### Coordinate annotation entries
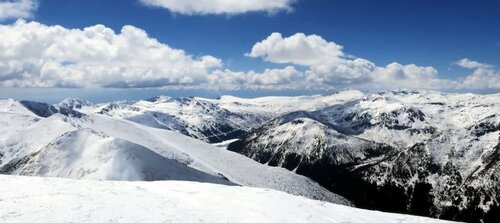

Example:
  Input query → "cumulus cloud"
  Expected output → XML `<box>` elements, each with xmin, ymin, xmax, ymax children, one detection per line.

<box><xmin>246</xmin><ymin>33</ymin><xmax>344</xmax><ymax>66</ymax></box>
<box><xmin>0</xmin><ymin>20</ymin><xmax>222</xmax><ymax>87</ymax></box>
<box><xmin>0</xmin><ymin>20</ymin><xmax>500</xmax><ymax>90</ymax></box>
<box><xmin>457</xmin><ymin>59</ymin><xmax>500</xmax><ymax>89</ymax></box>
<box><xmin>457</xmin><ymin>58</ymin><xmax>492</xmax><ymax>69</ymax></box>
<box><xmin>139</xmin><ymin>0</ymin><xmax>295</xmax><ymax>15</ymax></box>
<box><xmin>246</xmin><ymin>33</ymin><xmax>452</xmax><ymax>88</ymax></box>
<box><xmin>0</xmin><ymin>0</ymin><xmax>38</xmax><ymax>21</ymax></box>
<box><xmin>210</xmin><ymin>66</ymin><xmax>305</xmax><ymax>90</ymax></box>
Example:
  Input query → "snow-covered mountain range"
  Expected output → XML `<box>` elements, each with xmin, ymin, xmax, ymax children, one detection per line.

<box><xmin>0</xmin><ymin>90</ymin><xmax>500</xmax><ymax>222</ymax></box>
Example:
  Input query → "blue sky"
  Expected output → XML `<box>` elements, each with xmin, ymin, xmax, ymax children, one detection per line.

<box><xmin>0</xmin><ymin>0</ymin><xmax>500</xmax><ymax>101</ymax></box>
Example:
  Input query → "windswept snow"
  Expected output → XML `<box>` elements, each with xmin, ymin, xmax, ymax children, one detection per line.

<box><xmin>0</xmin><ymin>111</ymin><xmax>349</xmax><ymax>204</ymax></box>
<box><xmin>0</xmin><ymin>176</ymin><xmax>456</xmax><ymax>223</ymax></box>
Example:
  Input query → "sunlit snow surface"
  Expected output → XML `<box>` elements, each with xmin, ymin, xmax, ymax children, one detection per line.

<box><xmin>0</xmin><ymin>176</ymin><xmax>456</xmax><ymax>223</ymax></box>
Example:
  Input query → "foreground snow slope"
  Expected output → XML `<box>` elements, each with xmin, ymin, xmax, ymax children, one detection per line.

<box><xmin>0</xmin><ymin>111</ymin><xmax>349</xmax><ymax>204</ymax></box>
<box><xmin>0</xmin><ymin>176</ymin><xmax>454</xmax><ymax>223</ymax></box>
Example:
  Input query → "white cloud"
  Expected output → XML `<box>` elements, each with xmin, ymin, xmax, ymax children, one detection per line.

<box><xmin>246</xmin><ymin>33</ymin><xmax>344</xmax><ymax>66</ymax></box>
<box><xmin>0</xmin><ymin>20</ymin><xmax>500</xmax><ymax>90</ymax></box>
<box><xmin>139</xmin><ymin>0</ymin><xmax>295</xmax><ymax>15</ymax></box>
<box><xmin>457</xmin><ymin>59</ymin><xmax>500</xmax><ymax>89</ymax></box>
<box><xmin>246</xmin><ymin>33</ymin><xmax>450</xmax><ymax>89</ymax></box>
<box><xmin>0</xmin><ymin>20</ymin><xmax>222</xmax><ymax>87</ymax></box>
<box><xmin>0</xmin><ymin>0</ymin><xmax>38</xmax><ymax>21</ymax></box>
<box><xmin>457</xmin><ymin>58</ymin><xmax>492</xmax><ymax>69</ymax></box>
<box><xmin>209</xmin><ymin>66</ymin><xmax>304</xmax><ymax>89</ymax></box>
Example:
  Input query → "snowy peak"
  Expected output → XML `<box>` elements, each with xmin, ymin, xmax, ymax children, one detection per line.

<box><xmin>55</xmin><ymin>98</ymin><xmax>95</xmax><ymax>109</ymax></box>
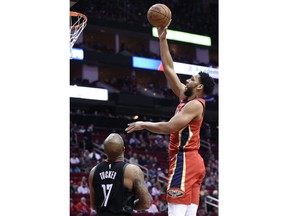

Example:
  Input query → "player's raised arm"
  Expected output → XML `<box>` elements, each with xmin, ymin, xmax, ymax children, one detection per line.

<box><xmin>88</xmin><ymin>167</ymin><xmax>96</xmax><ymax>215</ymax></box>
<box><xmin>158</xmin><ymin>23</ymin><xmax>185</xmax><ymax>99</ymax></box>
<box><xmin>125</xmin><ymin>164</ymin><xmax>151</xmax><ymax>210</ymax></box>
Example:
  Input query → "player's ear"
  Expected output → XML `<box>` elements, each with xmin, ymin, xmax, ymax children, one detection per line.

<box><xmin>197</xmin><ymin>84</ymin><xmax>204</xmax><ymax>90</ymax></box>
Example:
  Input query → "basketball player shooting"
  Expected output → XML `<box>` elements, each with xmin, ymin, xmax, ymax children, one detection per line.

<box><xmin>125</xmin><ymin>23</ymin><xmax>215</xmax><ymax>216</ymax></box>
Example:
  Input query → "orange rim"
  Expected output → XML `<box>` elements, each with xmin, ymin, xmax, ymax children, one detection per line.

<box><xmin>70</xmin><ymin>11</ymin><xmax>88</xmax><ymax>29</ymax></box>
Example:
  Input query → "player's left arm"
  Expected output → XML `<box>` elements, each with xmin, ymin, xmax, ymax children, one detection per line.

<box><xmin>125</xmin><ymin>100</ymin><xmax>203</xmax><ymax>134</ymax></box>
<box><xmin>88</xmin><ymin>166</ymin><xmax>97</xmax><ymax>215</ymax></box>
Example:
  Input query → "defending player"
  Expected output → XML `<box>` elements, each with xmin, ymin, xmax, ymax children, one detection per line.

<box><xmin>89</xmin><ymin>133</ymin><xmax>151</xmax><ymax>216</ymax></box>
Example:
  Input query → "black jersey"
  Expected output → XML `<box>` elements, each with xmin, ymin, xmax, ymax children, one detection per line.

<box><xmin>93</xmin><ymin>161</ymin><xmax>136</xmax><ymax>216</ymax></box>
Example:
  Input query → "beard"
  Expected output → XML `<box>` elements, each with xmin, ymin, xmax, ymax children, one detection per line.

<box><xmin>184</xmin><ymin>88</ymin><xmax>192</xmax><ymax>97</ymax></box>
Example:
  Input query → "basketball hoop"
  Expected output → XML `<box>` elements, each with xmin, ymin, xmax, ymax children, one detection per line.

<box><xmin>70</xmin><ymin>11</ymin><xmax>87</xmax><ymax>50</ymax></box>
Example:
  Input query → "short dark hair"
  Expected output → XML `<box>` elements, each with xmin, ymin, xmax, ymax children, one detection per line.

<box><xmin>198</xmin><ymin>71</ymin><xmax>215</xmax><ymax>95</ymax></box>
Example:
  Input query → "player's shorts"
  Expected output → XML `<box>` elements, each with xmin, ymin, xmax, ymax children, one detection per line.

<box><xmin>166</xmin><ymin>151</ymin><xmax>205</xmax><ymax>205</ymax></box>
<box><xmin>168</xmin><ymin>203</ymin><xmax>198</xmax><ymax>216</ymax></box>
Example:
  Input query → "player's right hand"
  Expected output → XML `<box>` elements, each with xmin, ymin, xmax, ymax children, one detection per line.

<box><xmin>157</xmin><ymin>19</ymin><xmax>172</xmax><ymax>39</ymax></box>
<box><xmin>125</xmin><ymin>121</ymin><xmax>144</xmax><ymax>133</ymax></box>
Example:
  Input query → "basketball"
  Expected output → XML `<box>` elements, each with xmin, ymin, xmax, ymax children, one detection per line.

<box><xmin>147</xmin><ymin>3</ymin><xmax>172</xmax><ymax>27</ymax></box>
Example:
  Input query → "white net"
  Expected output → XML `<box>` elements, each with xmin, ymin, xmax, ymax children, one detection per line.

<box><xmin>70</xmin><ymin>11</ymin><xmax>87</xmax><ymax>50</ymax></box>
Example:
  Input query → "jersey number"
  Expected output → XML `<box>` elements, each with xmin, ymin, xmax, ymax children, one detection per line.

<box><xmin>102</xmin><ymin>184</ymin><xmax>113</xmax><ymax>207</ymax></box>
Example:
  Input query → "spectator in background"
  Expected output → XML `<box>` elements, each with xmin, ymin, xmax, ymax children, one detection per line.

<box><xmin>129</xmin><ymin>152</ymin><xmax>139</xmax><ymax>164</ymax></box>
<box><xmin>89</xmin><ymin>147</ymin><xmax>101</xmax><ymax>162</ymax></box>
<box><xmin>70</xmin><ymin>153</ymin><xmax>81</xmax><ymax>173</ymax></box>
<box><xmin>129</xmin><ymin>133</ymin><xmax>141</xmax><ymax>148</ymax></box>
<box><xmin>146</xmin><ymin>202</ymin><xmax>159</xmax><ymax>214</ymax></box>
<box><xmin>77</xmin><ymin>182</ymin><xmax>90</xmax><ymax>194</ymax></box>
<box><xmin>144</xmin><ymin>177</ymin><xmax>152</xmax><ymax>189</ymax></box>
<box><xmin>75</xmin><ymin>197</ymin><xmax>90</xmax><ymax>216</ymax></box>
<box><xmin>151</xmin><ymin>182</ymin><xmax>163</xmax><ymax>197</ymax></box>
<box><xmin>158</xmin><ymin>200</ymin><xmax>168</xmax><ymax>212</ymax></box>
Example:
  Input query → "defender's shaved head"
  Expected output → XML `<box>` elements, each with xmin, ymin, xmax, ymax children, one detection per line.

<box><xmin>104</xmin><ymin>133</ymin><xmax>125</xmax><ymax>161</ymax></box>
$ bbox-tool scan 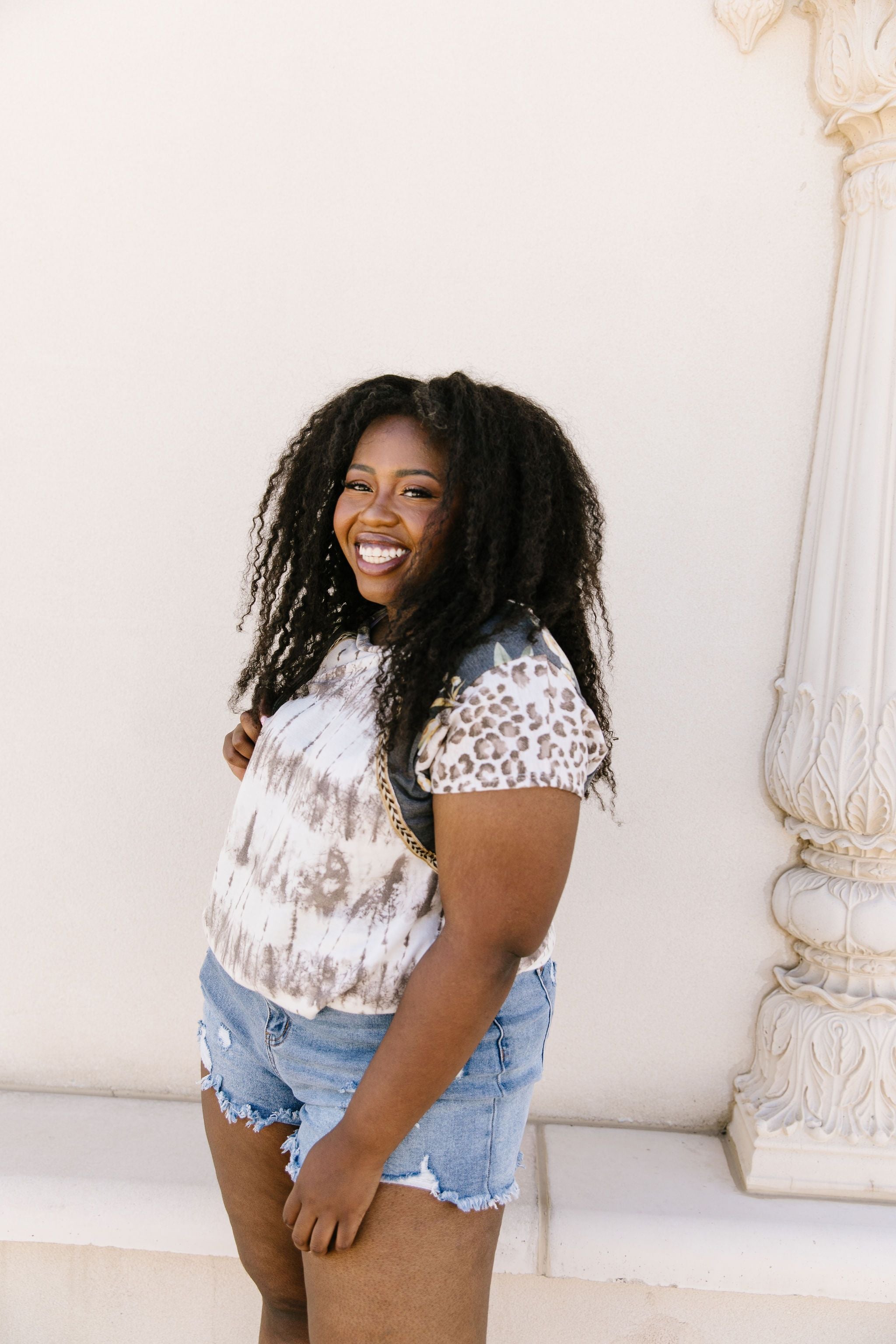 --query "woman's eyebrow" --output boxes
[346,462,441,481]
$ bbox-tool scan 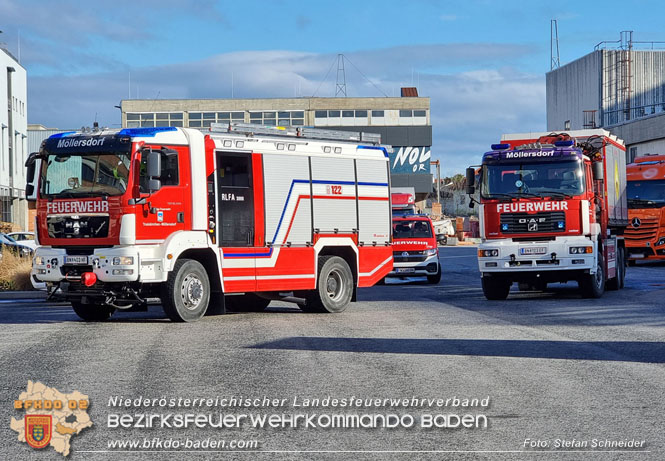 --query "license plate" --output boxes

### What is expected
Report how many lines of the entries above contain the word "cloud". Reply with the number alone.

### The output
2